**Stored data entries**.

◆ ◆ ◆ ◆ ◆

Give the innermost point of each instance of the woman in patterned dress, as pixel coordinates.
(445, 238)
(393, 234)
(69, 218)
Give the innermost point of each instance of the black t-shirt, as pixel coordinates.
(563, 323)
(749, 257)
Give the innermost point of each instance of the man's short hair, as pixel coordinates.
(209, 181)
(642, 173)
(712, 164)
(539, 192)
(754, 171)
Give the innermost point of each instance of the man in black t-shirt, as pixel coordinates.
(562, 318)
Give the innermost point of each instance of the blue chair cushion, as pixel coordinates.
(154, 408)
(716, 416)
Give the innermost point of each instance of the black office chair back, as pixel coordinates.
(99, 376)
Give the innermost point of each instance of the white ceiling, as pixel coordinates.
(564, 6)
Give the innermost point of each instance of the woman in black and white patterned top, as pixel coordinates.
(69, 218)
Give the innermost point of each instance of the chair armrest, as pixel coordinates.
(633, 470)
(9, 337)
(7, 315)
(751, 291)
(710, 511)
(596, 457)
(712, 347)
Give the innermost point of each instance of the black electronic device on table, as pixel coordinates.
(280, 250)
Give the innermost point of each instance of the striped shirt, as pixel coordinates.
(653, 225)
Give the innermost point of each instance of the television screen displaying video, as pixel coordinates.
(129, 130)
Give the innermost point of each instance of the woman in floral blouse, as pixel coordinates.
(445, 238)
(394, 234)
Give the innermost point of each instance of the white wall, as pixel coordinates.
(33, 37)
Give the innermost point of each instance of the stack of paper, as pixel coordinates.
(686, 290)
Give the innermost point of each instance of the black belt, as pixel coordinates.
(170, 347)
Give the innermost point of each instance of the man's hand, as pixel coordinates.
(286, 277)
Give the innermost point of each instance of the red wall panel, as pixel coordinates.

◆ ◆ ◆ ◆ ◆

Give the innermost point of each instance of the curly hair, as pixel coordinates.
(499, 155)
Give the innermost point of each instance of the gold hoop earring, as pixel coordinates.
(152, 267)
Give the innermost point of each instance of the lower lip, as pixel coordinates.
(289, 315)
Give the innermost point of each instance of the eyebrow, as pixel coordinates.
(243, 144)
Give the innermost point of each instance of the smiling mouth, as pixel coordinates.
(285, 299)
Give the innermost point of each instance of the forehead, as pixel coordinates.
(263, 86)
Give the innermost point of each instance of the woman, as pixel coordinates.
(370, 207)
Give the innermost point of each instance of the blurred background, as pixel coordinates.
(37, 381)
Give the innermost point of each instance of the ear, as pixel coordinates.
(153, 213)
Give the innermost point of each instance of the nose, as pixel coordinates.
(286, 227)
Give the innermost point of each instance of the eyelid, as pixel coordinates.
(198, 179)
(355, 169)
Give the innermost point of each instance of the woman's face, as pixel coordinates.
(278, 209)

◆ ◆ ◆ ◆ ◆

**ACTIVITY**. Once you find the line with "the black t-shirt, as pixel coordinates." above, print it and every line after it up to and including the line with "Give the innermost point of each instance of the red", exactly as written and nothing else.

**RESPONSE BELOW**.
Give the innermost point of each instance of the black t-shirt, as pixel coordinates.
(563, 323)
(749, 257)
Give the innermost point of each instance of the man's short hair, as pixel coordinates.
(209, 181)
(642, 173)
(712, 164)
(539, 192)
(754, 171)
Give the innermost point of each instance of the man in black t-shirt, as pixel coordinates.
(562, 318)
Give the innermost point of each instance of the blue chair cushion, as pixel coordinates.
(154, 408)
(716, 416)
Give the innermost point of each instance of the black office chair back, as pixel coordinates.
(99, 376)
Give the innermost point of each instance of the white ceiling, as pixel coordinates.
(564, 6)
Give the innermost point of each instance of the woman in black and white patterned top, as pixel coordinates.
(69, 218)
Give the innermost point of each instance of the chair armrest, as pixel coordinates.
(633, 470)
(9, 337)
(7, 315)
(751, 291)
(710, 511)
(596, 457)
(712, 347)
Give the innermost point of each instance of the black electronic device on table, as pixel coordinates.
(280, 250)
Give the innermost point of each instance of the striped shirt, as pixel coordinates.
(653, 225)
Give the innermost point of each instance of the television screen displaying video, as pixel coordinates.
(129, 130)
Give the innermost point of each instance of the woman in floral blouse, as pixel coordinates.
(445, 238)
(394, 234)
Give the innermost point of each instance of the white wall, as pixel coordinates.
(33, 37)
Give the innermost point of each instance of the stack of paper, as pixel coordinates.
(686, 290)
Give the innermost point of each instance of the black belt, as pixel coordinates.
(170, 347)
Give the innermost point of each instance of the man's hand, as pixel coordinates.
(286, 277)
Give the innermost point of each instance of the red wall panel, as pixel coordinates.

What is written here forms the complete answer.